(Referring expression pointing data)
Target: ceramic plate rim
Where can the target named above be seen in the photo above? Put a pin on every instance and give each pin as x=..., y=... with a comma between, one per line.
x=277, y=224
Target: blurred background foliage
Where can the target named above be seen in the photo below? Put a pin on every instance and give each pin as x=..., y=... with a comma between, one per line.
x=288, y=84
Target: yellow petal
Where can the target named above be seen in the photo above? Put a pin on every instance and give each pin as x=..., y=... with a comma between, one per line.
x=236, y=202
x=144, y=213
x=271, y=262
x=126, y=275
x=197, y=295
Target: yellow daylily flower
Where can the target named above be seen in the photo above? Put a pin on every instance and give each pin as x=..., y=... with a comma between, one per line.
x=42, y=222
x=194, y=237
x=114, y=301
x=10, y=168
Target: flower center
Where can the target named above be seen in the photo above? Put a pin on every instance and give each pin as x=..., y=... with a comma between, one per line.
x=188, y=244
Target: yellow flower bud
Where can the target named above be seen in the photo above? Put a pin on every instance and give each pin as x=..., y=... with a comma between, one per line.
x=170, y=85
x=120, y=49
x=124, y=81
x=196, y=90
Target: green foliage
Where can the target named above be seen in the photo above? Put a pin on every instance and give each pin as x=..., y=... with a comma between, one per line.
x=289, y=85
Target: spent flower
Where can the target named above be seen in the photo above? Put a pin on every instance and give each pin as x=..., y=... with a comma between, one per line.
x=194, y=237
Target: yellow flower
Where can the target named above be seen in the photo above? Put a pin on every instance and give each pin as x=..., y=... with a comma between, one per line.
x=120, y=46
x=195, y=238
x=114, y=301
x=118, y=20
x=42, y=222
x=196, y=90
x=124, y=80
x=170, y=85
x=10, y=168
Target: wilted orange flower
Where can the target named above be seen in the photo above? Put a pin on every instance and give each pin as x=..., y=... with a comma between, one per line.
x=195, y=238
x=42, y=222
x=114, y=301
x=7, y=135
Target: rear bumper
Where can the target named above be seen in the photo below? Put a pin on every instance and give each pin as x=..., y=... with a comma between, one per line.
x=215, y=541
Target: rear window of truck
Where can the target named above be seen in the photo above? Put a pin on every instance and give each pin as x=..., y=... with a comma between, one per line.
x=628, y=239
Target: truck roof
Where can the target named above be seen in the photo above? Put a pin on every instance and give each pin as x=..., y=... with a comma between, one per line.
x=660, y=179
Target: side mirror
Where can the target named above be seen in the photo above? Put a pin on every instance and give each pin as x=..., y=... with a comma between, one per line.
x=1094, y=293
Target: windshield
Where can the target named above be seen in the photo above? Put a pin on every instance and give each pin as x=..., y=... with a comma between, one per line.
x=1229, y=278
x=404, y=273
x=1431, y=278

#### What to produce:
In the entries above, find the line holding "Target: yellow daylily flower" and the line holding "Target: yellow flower bud"; print both of them and every line between, exactly, and nothing else.

#### Exercise solution:
Target: yellow daylily flower
Where can the target named above be seen in the photo above? Put a pin on every instance and give each pin as x=..., y=... with a comma between, one per line.
x=42, y=222
x=194, y=237
x=114, y=301
x=10, y=168
Target: flower center
Where can the target named above be seen in the photo above? Put a pin on every instance and give each pin as x=..., y=... with a comma between, one per line.
x=188, y=244
Target: yellow flower bud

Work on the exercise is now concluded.